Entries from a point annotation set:
## begin

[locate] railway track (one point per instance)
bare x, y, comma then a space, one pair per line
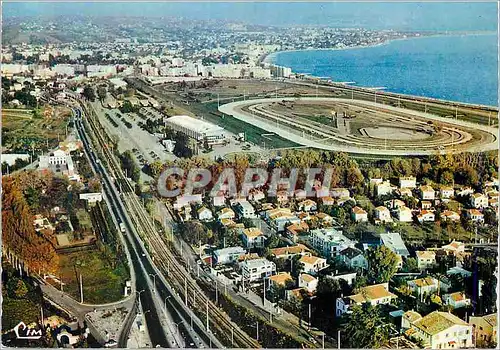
164, 259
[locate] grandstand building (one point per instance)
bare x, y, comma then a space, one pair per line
198, 129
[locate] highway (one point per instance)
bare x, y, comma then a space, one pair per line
149, 301
216, 323
293, 130
191, 332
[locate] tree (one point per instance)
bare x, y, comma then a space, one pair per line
354, 176
296, 266
21, 289
382, 264
101, 92
446, 177
411, 265
365, 327
273, 241
18, 233
89, 93
155, 167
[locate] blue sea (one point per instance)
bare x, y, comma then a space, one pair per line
460, 68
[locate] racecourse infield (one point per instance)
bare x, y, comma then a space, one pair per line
362, 127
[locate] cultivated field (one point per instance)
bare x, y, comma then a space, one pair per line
24, 130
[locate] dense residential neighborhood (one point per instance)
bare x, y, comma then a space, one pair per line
137, 212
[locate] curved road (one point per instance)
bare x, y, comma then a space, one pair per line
235, 109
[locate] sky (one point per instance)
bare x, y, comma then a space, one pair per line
442, 16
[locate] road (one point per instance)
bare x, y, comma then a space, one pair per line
166, 265
279, 321
292, 132
184, 326
157, 333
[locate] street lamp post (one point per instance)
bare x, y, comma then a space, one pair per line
139, 293
166, 302
177, 326
154, 281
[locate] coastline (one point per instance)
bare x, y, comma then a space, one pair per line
269, 57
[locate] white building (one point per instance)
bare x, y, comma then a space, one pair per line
426, 216
394, 242
479, 200
91, 197
456, 300
196, 128
408, 182
257, 269
245, 210
375, 295
329, 242
253, 238
60, 163
427, 193
308, 282
228, 255
426, 259
446, 192
307, 205
313, 264
383, 188
382, 214
440, 330
359, 214
204, 214
404, 214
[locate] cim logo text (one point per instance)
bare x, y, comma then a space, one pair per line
24, 332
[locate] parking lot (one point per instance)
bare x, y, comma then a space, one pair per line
145, 146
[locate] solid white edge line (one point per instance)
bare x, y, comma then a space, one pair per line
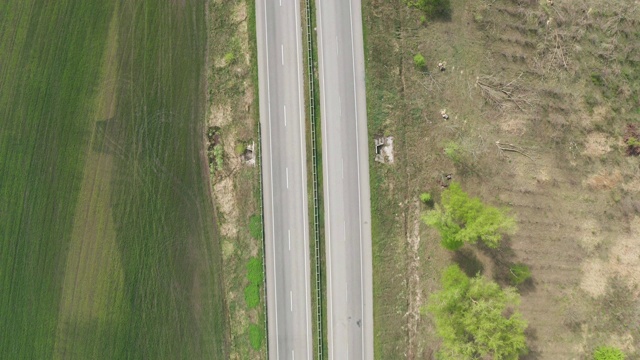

## end

* [Work to do]: Reproduce every one of the records above line for line, without any alteration, omitting the pictures.

* [Solution below]:
[locate] railway track (one point per instance)
bare x, y, comma then a space, one pair per line
164, 259
[locate] grandstand building (one point per instance)
bare x, y, comma then a space, one pair per line
198, 129
[locate] highway (one point per instance)
bare x, y, comma then a space, one pair per line
149, 301
216, 323
293, 130
191, 332
[locate] tree (one point per instance)
bare x, y, comma then a space, one pair per line
354, 176
296, 266
21, 289
382, 264
101, 92
446, 177
411, 265
365, 327
273, 241
18, 233
89, 93
155, 167
[locate] blue sea (one point per instance)
bare x, y, comma then a space, one pair per line
460, 68
[locate] racecourse infield (one point per instance)
bare x, y, comma then a space, one pair per line
362, 127
[locate] cultivated field (one point per instance)
bare x, y, comma then a space, one pair per line
24, 130
[locate] dense residential neighborhood (one point per instance)
bare x, y, comma then a space, one pair per line
137, 212
[locate] curved road (one point per instance)
bare x, y, comma then a space, one pair per line
235, 109
[locate] sky (one point per instance)
bare x, y, comma then a space, one pair per line
442, 16
[locate] road (one point per instance)
bare x, y, comma then a space, one pair per line
166, 265
279, 321
292, 132
184, 326
157, 333
[locate] street lamp post (one point per instance)
bare x, y, comma then a space, one pair per line
139, 293
166, 302
177, 326
154, 281
[locate] coastline (one point per instance)
bare x, y, comma then a space, one pair per line
269, 57
[locate] white building (one point per instance)
bare x, y, comma then a space, one pair per line
426, 216
394, 242
479, 200
91, 197
456, 300
196, 128
408, 182
257, 269
245, 210
375, 295
329, 242
253, 238
60, 163
427, 193
308, 282
228, 255
426, 259
446, 192
307, 205
313, 264
383, 188
382, 214
440, 330
359, 214
204, 214
404, 214
[locate] cim logo text (one point per instance)
bare x, y, comma then a space, one pair per line
24, 332
[locate] parking lot (one point per instance)
bare x, y, comma then a space, one pair per line
145, 146
[locate] solid white edge line (one point per instance)
bare x, y, comma then a space, one pair per line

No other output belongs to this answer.